Problem details :: Output the records exactly. Include every line.

Top of Data for this task

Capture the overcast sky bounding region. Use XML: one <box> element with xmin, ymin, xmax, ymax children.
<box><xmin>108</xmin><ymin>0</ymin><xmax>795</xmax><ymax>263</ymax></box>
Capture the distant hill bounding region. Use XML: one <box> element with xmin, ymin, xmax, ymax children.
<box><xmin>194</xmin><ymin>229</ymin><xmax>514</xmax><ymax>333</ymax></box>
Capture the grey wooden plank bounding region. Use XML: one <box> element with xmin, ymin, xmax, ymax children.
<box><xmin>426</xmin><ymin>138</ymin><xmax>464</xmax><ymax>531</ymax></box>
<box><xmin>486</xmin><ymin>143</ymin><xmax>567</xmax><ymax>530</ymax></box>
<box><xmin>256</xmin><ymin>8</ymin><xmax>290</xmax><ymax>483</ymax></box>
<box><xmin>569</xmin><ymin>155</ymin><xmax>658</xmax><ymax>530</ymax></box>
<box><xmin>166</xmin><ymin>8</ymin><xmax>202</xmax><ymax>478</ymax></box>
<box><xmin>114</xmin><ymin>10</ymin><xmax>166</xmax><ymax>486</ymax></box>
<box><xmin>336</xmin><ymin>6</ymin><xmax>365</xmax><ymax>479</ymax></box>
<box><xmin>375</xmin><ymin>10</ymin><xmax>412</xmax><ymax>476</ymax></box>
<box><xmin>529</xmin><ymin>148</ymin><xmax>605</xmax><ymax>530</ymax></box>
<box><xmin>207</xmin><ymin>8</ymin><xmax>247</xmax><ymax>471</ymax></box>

Bottom of Data for this task

Completed task ::
Capture the overcast sky bounding region. Use XML: one <box> element with xmin, ymin, xmax, ymax children.
<box><xmin>108</xmin><ymin>0</ymin><xmax>795</xmax><ymax>263</ymax></box>
Capture the distant hill bounding region. Use XML: one <box> element with xmin, ymin, xmax, ymax children.
<box><xmin>194</xmin><ymin>229</ymin><xmax>514</xmax><ymax>333</ymax></box>
Capture the grey wooden plank bounding region. Use XML: one <box> element with xmin, ymin, xmax, ymax children.
<box><xmin>426</xmin><ymin>138</ymin><xmax>464</xmax><ymax>531</ymax></box>
<box><xmin>486</xmin><ymin>143</ymin><xmax>567</xmax><ymax>530</ymax></box>
<box><xmin>256</xmin><ymin>8</ymin><xmax>290</xmax><ymax>483</ymax></box>
<box><xmin>569</xmin><ymin>155</ymin><xmax>658</xmax><ymax>530</ymax></box>
<box><xmin>166</xmin><ymin>8</ymin><xmax>202</xmax><ymax>478</ymax></box>
<box><xmin>114</xmin><ymin>10</ymin><xmax>166</xmax><ymax>486</ymax></box>
<box><xmin>336</xmin><ymin>6</ymin><xmax>365</xmax><ymax>479</ymax></box>
<box><xmin>375</xmin><ymin>10</ymin><xmax>412</xmax><ymax>476</ymax></box>
<box><xmin>529</xmin><ymin>148</ymin><xmax>605</xmax><ymax>530</ymax></box>
<box><xmin>207</xmin><ymin>8</ymin><xmax>247</xmax><ymax>471</ymax></box>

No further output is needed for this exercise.